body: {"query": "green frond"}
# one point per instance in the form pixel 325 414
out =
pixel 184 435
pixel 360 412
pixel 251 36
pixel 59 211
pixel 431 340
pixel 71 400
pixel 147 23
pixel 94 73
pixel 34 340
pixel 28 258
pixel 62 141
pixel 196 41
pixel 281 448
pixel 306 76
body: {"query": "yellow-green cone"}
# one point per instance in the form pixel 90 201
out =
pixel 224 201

______

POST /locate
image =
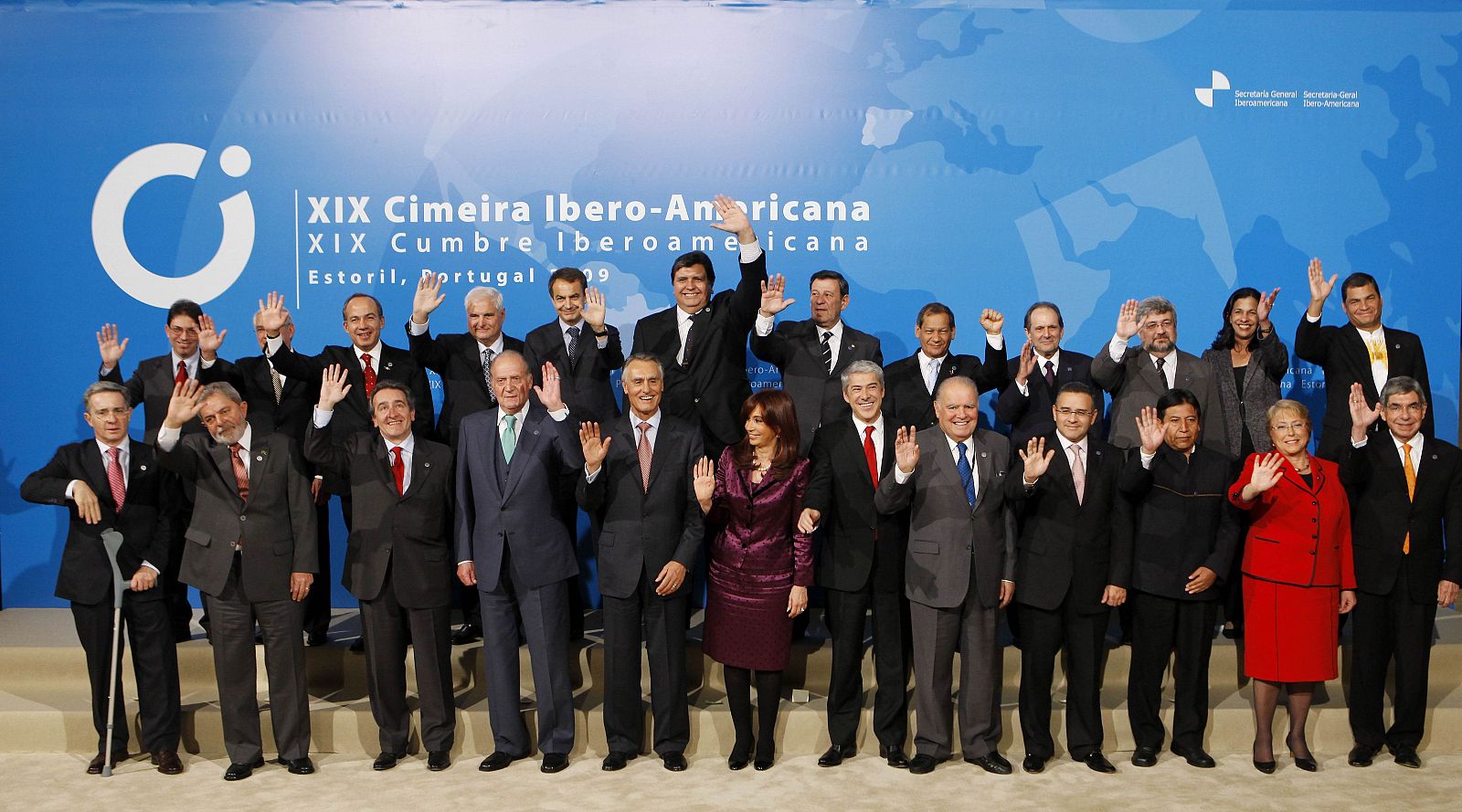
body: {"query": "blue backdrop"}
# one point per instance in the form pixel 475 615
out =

______

* _WHAT THE TASK REQUIRES_: Copy out all the lines of the records that include "body".

* _SOLUTION FOR THIS PROBLEM_:
body: {"query": "green frond"}
body: {"query": "yellow-green cone"}
body: {"query": "blue backdrop"}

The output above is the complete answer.